Social Media is changing the role and realm of journalism but this isn't news to anyone. Now though, all the media we consume is meant to be "social". Journalists are increasingly interested in how to incorporate interactive components to their storytelling. Whether or not a story is in print or on the webpage, The Washington Post specifically is looking to increase engagement with younger readers via Snapchat and the lesser-acknowledged readers via Reddit.

The speaker on behalf of the Snapchat team for The Post, Ryan Weber, discussed with our class about the importance of the curiosity gap.

"Giving your audience just enough information that they’re not unsatisfied but devoid of right information to encourage audience to click them", said Weber.

Interestingly, Snapchat has been used by The Post for both news and entertainment (commonly seen as a single entity by lesser media literate viewers). For entertainment, Weber explained how the team was experimenting with incorporating personality quizzes or with more "fun" stories rather than just the big news. On the other hand though, they were able to also cover The Parkland shooting and other very serious events with great visuals elements as well as including the original stories.

★ ★ ★ ★ ★ ★ ★

Problems and tasks:
A: Please copy the Washington Post social media piece word for word, everything from "Social Media is" down to "the curiosity gap.".
B: In the social media piece, who spoke on behalf of The Post's Snapchat team?
C: Go on with the piece about The Washington Post's use of social media, starting after its last sentence.
The data that comes next has no connection to the piece about The Washington Post and social media.

Dataset extract:
★ ★ ★ ★ ★ ★ ★

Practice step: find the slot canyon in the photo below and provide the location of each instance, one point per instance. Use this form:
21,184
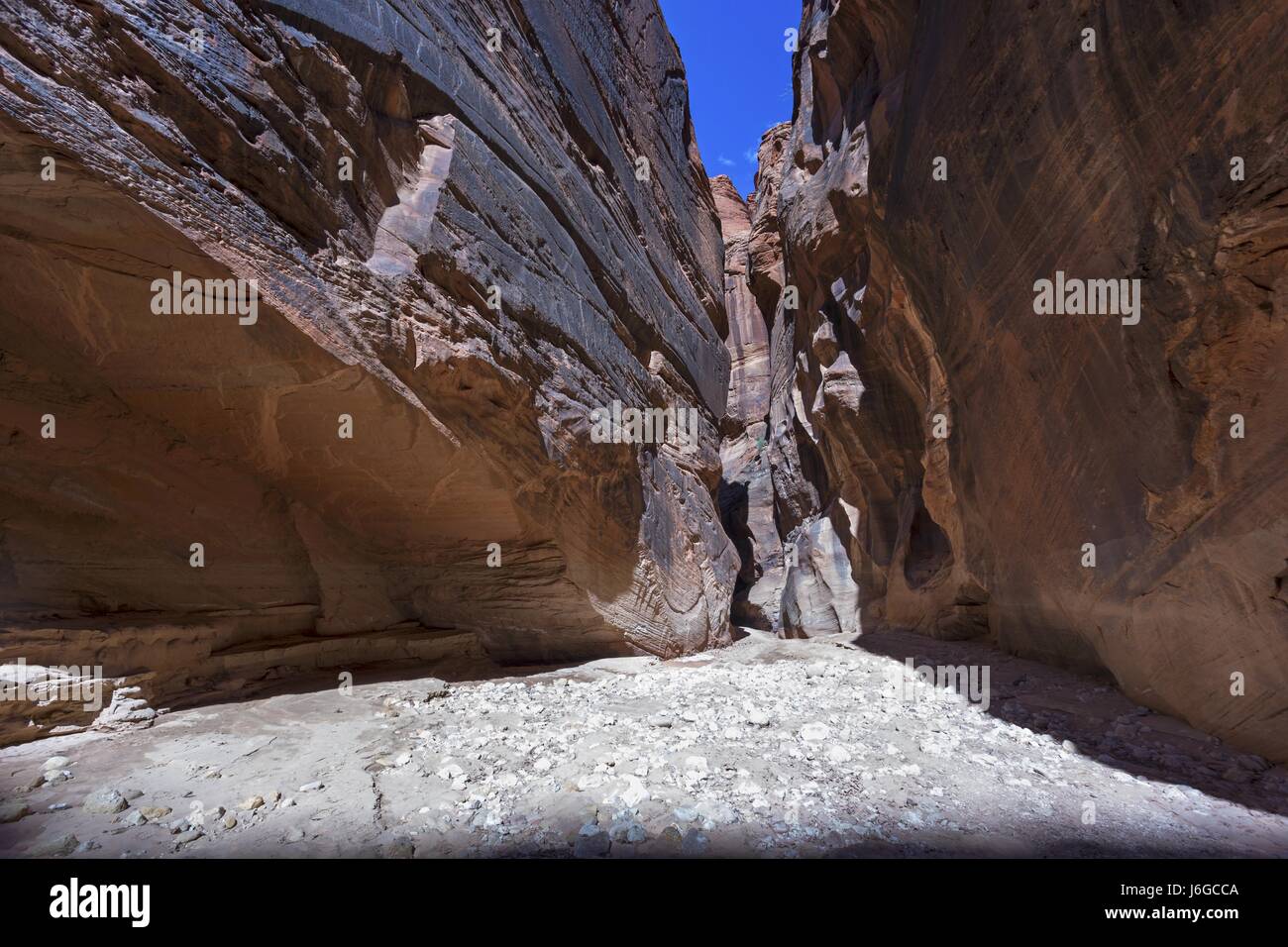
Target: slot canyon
881,558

★ ★ ★ ★ ★ ★ ★

Answers below:
A:
Social Media is changing the role and realm of journalism but this isn't news to anyone. Now though, all the media we consume is meant to be "social". Journalists are increasingly interested in how to incorporate interactive components to their storytelling. Whether or not a story is in print or on the webpage, The Washington Post specifically is looking to increase engagement with younger readers via Snapchat and the lesser-acknowledged readers via Reddit.

The speaker on behalf of the Snapchat team for The Post, Ryan Weber, discussed with our class about the importance of the curiosity gap.

B: Ryan Weber

C:
Yet keeping in mind that "70% of our audiences are between the ages of 13-24", said Weber.

So when Trump talked about “shit hole countries” led the team to discuss the topic of censoring due to the audience.

“We thought it was important to tell it that way, even though we had to keep in mind our audience", explained Weber.

Everything about the dynamic of Snapchat is different that the traditional "news telling" system. Rather than having long-form journalism, the team has to figure out how to incorporate data with information as well as intrigue.

"We spend a lot of time finding what’s the most important part of the story and we've found numbers do extremely well", Weber said. Any headline or shot that includes a number results in having longer attention to it or even allowing the viewer to go back from the beginning to figure out what that number means. "But at the end of the day, we write how people talk so everything can be shortened."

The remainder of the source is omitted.